DIRECTIONS. Reproduce the lines of the records without alteration, from the line containing "Pinpoint bandicoot's pointed" through the line containing "left=351, top=467, right=380, bottom=500", both lines included.
## START LISTED RECORDS
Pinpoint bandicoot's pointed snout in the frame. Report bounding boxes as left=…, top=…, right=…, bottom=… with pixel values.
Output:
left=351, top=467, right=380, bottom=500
## END LISTED RECORDS
## START LISTED RECORDS
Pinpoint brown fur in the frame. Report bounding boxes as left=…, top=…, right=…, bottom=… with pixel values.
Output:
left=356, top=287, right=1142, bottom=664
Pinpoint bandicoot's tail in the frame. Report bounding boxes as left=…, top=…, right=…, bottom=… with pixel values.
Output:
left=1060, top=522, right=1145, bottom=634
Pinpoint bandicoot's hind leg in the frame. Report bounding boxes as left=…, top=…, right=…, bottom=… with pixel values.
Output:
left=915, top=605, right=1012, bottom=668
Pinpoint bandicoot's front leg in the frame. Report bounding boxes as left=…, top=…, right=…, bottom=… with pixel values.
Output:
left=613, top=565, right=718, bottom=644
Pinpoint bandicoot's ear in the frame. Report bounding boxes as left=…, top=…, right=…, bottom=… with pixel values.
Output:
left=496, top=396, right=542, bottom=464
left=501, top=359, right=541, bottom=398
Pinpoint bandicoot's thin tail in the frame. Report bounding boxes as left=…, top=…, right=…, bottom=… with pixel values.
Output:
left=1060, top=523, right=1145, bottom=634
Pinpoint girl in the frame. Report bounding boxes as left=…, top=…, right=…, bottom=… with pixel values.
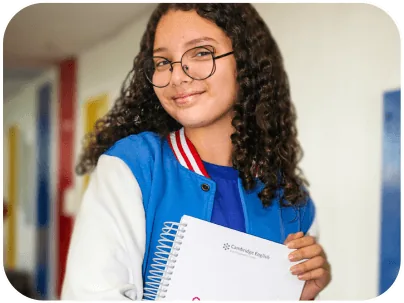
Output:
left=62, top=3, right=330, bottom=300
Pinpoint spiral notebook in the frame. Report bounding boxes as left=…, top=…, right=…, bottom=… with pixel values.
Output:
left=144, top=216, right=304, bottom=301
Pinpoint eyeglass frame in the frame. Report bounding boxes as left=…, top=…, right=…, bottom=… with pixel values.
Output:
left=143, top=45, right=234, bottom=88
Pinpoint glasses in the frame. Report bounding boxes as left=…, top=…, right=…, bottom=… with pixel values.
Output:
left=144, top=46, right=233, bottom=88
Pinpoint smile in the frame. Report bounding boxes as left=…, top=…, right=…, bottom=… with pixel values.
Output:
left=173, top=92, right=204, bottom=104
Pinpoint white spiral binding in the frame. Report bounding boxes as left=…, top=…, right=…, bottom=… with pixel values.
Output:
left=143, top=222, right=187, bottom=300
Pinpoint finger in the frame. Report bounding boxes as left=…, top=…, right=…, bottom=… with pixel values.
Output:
## END LISTED RECORDS
TASK OUTPUT.
Pinpoint bandicoot's pointed snout in the frame. Report bounding boxes as left=…, top=…, right=…, bottom=… with pixel values.
Output:
left=351, top=467, right=380, bottom=500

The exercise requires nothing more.